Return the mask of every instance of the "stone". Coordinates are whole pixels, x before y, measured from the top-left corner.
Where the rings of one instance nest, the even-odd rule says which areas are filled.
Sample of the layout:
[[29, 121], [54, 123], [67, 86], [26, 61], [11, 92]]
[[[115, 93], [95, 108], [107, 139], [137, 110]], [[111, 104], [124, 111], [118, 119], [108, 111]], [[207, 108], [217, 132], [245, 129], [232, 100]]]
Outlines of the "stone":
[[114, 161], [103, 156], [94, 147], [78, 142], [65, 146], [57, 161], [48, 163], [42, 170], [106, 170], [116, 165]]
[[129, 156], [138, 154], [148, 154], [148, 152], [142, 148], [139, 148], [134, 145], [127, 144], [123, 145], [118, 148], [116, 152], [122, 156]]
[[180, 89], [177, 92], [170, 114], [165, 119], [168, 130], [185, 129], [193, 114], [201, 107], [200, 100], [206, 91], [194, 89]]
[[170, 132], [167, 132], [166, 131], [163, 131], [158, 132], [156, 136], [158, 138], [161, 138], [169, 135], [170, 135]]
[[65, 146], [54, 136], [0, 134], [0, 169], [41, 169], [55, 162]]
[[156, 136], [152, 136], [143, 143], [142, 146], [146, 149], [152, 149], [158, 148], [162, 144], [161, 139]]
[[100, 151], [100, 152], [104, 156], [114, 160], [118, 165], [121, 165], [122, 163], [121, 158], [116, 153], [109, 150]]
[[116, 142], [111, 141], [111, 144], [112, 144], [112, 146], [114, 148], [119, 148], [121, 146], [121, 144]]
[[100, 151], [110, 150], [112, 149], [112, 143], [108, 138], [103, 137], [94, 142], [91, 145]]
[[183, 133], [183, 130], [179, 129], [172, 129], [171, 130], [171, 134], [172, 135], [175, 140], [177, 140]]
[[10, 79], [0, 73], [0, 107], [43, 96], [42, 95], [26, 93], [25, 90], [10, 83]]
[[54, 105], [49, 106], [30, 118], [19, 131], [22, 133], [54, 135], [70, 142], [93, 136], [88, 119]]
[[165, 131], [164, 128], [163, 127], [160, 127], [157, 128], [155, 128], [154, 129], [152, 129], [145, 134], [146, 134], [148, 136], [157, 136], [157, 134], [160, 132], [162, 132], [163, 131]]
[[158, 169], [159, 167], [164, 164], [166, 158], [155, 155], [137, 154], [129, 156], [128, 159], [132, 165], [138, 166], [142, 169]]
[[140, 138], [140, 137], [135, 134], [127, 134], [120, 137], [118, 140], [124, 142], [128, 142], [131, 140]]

***

# What to do:
Recast every line of the records above as a numbered list, omitting any blank lines.

# Written response:
1. Return the mask of every instance of the "stone". Coordinates are whole pixels, x before y, measured from the top-left corner.
2. Where the rings of one instance nest, the even-odd rule says which areas are filled.
3. Sample of the layout:
4. [[29, 121], [54, 123], [67, 86], [26, 61], [11, 92]]
5. [[[115, 93], [95, 108], [107, 139], [137, 110]], [[111, 104], [124, 111], [118, 119], [108, 111]], [[207, 108], [217, 132], [245, 129], [232, 100]]]
6. Outlines of the "stone":
7. [[114, 161], [103, 156], [94, 147], [78, 142], [65, 146], [57, 161], [48, 163], [42, 170], [106, 170], [116, 165]]
8. [[129, 156], [138, 154], [148, 154], [148, 152], [142, 148], [139, 148], [134, 145], [127, 144], [123, 145], [118, 148], [116, 152], [122, 156]]
9. [[180, 89], [177, 92], [170, 114], [165, 119], [168, 130], [185, 129], [193, 114], [201, 107], [200, 100], [206, 91], [194, 89]]
10. [[170, 132], [167, 132], [166, 131], [163, 131], [158, 132], [156, 136], [158, 138], [161, 138], [169, 135], [170, 135]]
11. [[65, 146], [54, 136], [0, 134], [0, 169], [41, 169], [55, 162]]
12. [[156, 136], [152, 136], [143, 143], [142, 146], [146, 149], [152, 149], [158, 148], [162, 144], [161, 139]]
13. [[100, 151], [100, 152], [104, 156], [114, 160], [118, 165], [121, 165], [122, 163], [121, 158], [116, 153], [109, 150]]
14. [[116, 142], [111, 141], [111, 144], [112, 144], [112, 146], [114, 148], [119, 148], [121, 146], [121, 144]]
15. [[100, 151], [110, 150], [112, 149], [112, 143], [108, 138], [103, 137], [94, 142], [91, 145]]
16. [[183, 133], [183, 130], [179, 129], [172, 129], [171, 130], [171, 134], [172, 135], [175, 140], [177, 140]]
17. [[10, 79], [0, 73], [0, 107], [43, 96], [42, 95], [26, 93], [25, 90], [10, 83]]
18. [[54, 105], [49, 106], [30, 118], [19, 131], [22, 133], [54, 135], [70, 142], [93, 136], [88, 119]]
19. [[165, 131], [164, 128], [163, 127], [160, 127], [157, 128], [155, 128], [154, 129], [152, 129], [145, 134], [146, 134], [148, 136], [157, 136], [157, 134], [160, 132], [162, 132], [163, 131]]
20. [[158, 169], [159, 167], [164, 164], [166, 158], [155, 155], [137, 154], [129, 156], [128, 159], [132, 165], [138, 166], [142, 169]]
21. [[140, 138], [140, 137], [135, 134], [127, 134], [120, 137], [118, 140], [124, 142], [128, 142], [131, 140]]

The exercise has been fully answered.